Making Lemons out of Lemonade – When Good News Still Sounds Bad

J0289798 Well, there was good news and there was bad news.

A few years back, a story in USA Today revealed that a large number of FDA Advisory Committee members had financial ties to the industry.  It was, if I recall, a front page story. 

The ties of Advisory Committee members amounted to either stock holdings, usually not significant, research they had conducted or gifts to their institutions or even speaker fees.  Any of these, or any combination of these along with other factors could be deemed a conflict of interest.  For some reason, this seemed like a big revelation, and perhaps to many, it was.

But given the fact that the FDA has to reach out to research scientists to evaluate research, it stands to reason that several of them would be patent holders or hold stock or have conducted research.  In fact, you would want them to be experienced researchers if they were to be evaluating the research that was conducted.  That is why they are picked to be advisory committee members.  You wouldn’t want a research naive scientist doing the job.  So what is the surprise?

In an update to that original USA Today story, in a study released this week conducted by Public Citizen, and published in JAMA, it was found that between 2001 and 2004 , despite the fact that a large number of Advisory Committee members had financial interests in pharmaceuticals, only 1% of them were were recused because of a perceived conflict of interest.  However, the study further found, had anyone with any financial tie at all been excluded, the recommended actions by the advisory committee would not have been changed.

══════════

Activity list
A: Answer these questions about the post on FDA advisory committee members' financial ties:
(i) Which newspaper published the original story?
(ii) Which years did the Public Citizen study cover?
(iii) What share of advisory committee members did the study find were recused for a perceived conflict of interest?
B: Continue the post on FDA advisory committee members' financial ties from the point where it stops.

══════════

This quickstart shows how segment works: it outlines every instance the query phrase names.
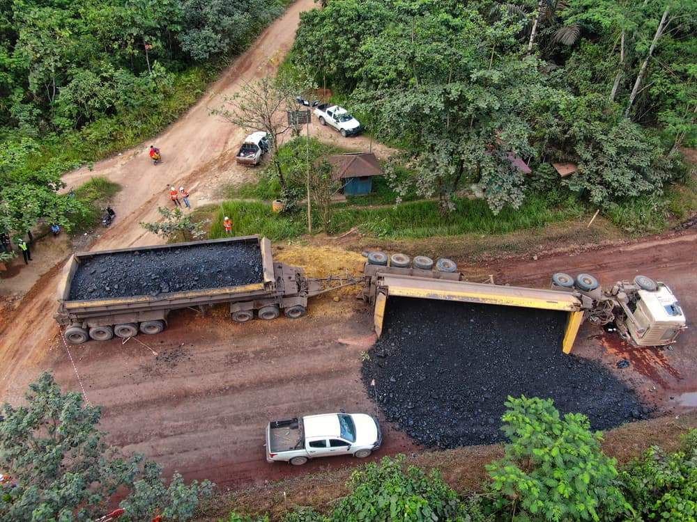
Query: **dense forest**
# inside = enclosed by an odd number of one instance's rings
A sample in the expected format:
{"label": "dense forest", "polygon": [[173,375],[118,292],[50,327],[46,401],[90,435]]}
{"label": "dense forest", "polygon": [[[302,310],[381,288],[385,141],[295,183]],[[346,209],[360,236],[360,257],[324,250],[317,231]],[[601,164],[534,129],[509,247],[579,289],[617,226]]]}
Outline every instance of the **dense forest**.
{"label": "dense forest", "polygon": [[[560,184],[607,206],[660,193],[697,140],[697,3],[331,0],[295,45],[405,152],[441,212],[475,182],[490,208]],[[533,175],[512,166],[523,159]]]}
{"label": "dense forest", "polygon": [[0,0],[0,230],[69,229],[87,209],[61,174],[171,122],[283,3]]}
{"label": "dense forest", "polygon": [[[61,174],[174,121],[286,3],[0,0],[0,232],[69,230],[87,209]],[[494,214],[531,192],[616,210],[687,179],[696,21],[694,0],[325,0],[291,54],[444,216],[473,184]]]}

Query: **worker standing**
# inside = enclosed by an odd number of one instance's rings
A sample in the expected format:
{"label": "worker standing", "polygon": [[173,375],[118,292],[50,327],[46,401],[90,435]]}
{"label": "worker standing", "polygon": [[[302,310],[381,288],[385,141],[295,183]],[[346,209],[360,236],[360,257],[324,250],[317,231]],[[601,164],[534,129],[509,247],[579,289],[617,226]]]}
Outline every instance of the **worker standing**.
{"label": "worker standing", "polygon": [[181,207],[181,202],[179,201],[179,193],[177,192],[176,189],[174,187],[169,189],[169,198],[171,199],[172,203],[174,203],[174,207]]}
{"label": "worker standing", "polygon": [[20,247],[20,250],[22,251],[22,255],[24,258],[24,264],[29,264],[29,261],[31,261],[31,251],[29,250],[29,246],[26,244],[26,242],[24,239],[20,239],[17,242],[17,246]]}
{"label": "worker standing", "polygon": [[184,201],[184,205],[186,205],[187,208],[191,208],[191,205],[189,204],[189,191],[184,190],[183,187],[179,187],[179,192],[181,193],[181,198]]}

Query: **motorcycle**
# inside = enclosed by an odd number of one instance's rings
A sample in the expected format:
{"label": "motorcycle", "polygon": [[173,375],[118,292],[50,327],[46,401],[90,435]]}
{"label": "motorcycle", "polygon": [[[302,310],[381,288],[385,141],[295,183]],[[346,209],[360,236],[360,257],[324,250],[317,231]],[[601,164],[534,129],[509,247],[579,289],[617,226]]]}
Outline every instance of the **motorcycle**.
{"label": "motorcycle", "polygon": [[116,216],[116,213],[114,212],[114,209],[111,207],[106,207],[102,209],[107,211],[107,213],[102,216],[102,225],[105,227],[108,227]]}

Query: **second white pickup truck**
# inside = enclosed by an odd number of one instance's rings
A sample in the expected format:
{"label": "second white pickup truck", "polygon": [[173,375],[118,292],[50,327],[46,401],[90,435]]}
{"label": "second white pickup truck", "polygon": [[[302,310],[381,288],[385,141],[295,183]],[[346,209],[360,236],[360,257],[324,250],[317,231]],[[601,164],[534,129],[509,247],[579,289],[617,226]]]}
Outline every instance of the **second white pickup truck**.
{"label": "second white pickup truck", "polygon": [[323,413],[273,420],[266,428],[266,460],[301,466],[334,455],[365,458],[380,448],[378,420],[365,413]]}
{"label": "second white pickup truck", "polygon": [[360,132],[360,123],[344,107],[323,103],[314,109],[314,115],[323,125],[328,125],[339,131],[344,138]]}

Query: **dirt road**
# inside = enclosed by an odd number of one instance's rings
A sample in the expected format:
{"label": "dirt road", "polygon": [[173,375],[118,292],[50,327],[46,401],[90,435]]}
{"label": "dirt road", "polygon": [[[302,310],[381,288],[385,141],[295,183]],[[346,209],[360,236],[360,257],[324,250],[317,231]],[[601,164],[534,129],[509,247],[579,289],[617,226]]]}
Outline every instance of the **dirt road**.
{"label": "dirt road", "polygon": [[[158,238],[137,223],[157,218],[157,206],[167,203],[170,185],[189,189],[195,205],[219,200],[221,187],[254,175],[253,170],[233,161],[244,132],[208,116],[207,108],[215,106],[224,93],[236,92],[244,81],[273,70],[290,48],[299,13],[314,5],[312,0],[299,0],[290,6],[206,96],[162,135],[95,165],[93,171],[66,176],[69,187],[97,173],[123,187],[114,205],[117,221],[91,248],[157,243]],[[323,139],[342,139],[316,124],[311,132]],[[148,159],[151,143],[163,151],[160,165],[153,166]],[[346,143],[364,151],[369,146],[365,136]],[[374,144],[376,150],[378,155],[385,152]],[[497,283],[539,287],[547,286],[556,271],[589,272],[604,284],[642,273],[669,282],[689,319],[697,313],[696,237],[687,232],[592,251],[541,253],[536,260],[503,260],[460,267],[482,279],[491,274]],[[47,258],[49,250],[40,244],[38,252],[47,253]],[[65,255],[61,251],[56,261]],[[312,260],[308,251],[300,264],[308,266]],[[84,391],[91,403],[104,406],[102,428],[110,432],[110,443],[128,453],[144,452],[164,464],[168,472],[179,470],[187,480],[209,478],[230,488],[355,461],[328,459],[303,468],[268,464],[262,434],[273,418],[339,408],[374,411],[360,381],[362,352],[374,340],[370,310],[364,305],[317,298],[302,319],[245,324],[231,323],[224,309],[203,318],[185,310],[173,314],[170,326],[159,335],[68,349],[57,335],[52,317],[59,269],[60,263],[47,262],[35,274],[37,279],[40,276],[37,284],[13,313],[8,312],[0,326],[3,399],[19,401],[40,371],[53,368],[63,389]],[[691,330],[673,351],[629,351],[585,326],[575,349],[611,366],[620,358],[629,358],[631,365],[622,375],[665,413],[679,402],[680,394],[697,390],[691,357],[696,341]],[[385,443],[371,459],[418,449],[390,426]]]}

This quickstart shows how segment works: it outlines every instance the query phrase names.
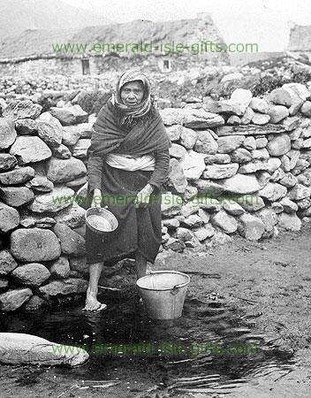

══════════

Response list
A:
(i) USA Today
(ii) 2001 through 2004
(iii) 1%

B:
That should be good news – both for the FDA and for the pharmaceutical industry.  Neither can really spare a black eye at this time.  It means that the system that is in place, though perhaps not without flaw, works. 

Yet remarkably, a great deal of the summation of this report in the media emphasized the fact that the advisory committee members had financial ties to industry, rather than the fact that those ties made no difference in outcomes.  That was the bad news. 

That could be, in part, because the title of the press release from Public Citizen was

Public Citizen Exposes Frequent Financial Conflicts of Interest at FDA Advisory Committee Meetings

– which is not quite the right story.  In fact, the Kaiser Family Foundation summation of this story was:

Prescription Drugs | FDA Advisory Committee Member Financial Ties to Pharmaceutical Companies Do Not Affect Results of Votes, Study Finds
Well, I do not want to claim to be the arbiter of spin, but the story about financial ties was old news.  The story about it not making a difference was not.  For those who would conduct such studies, credibility is best served by owing up to the latter, not trying to exploit the former.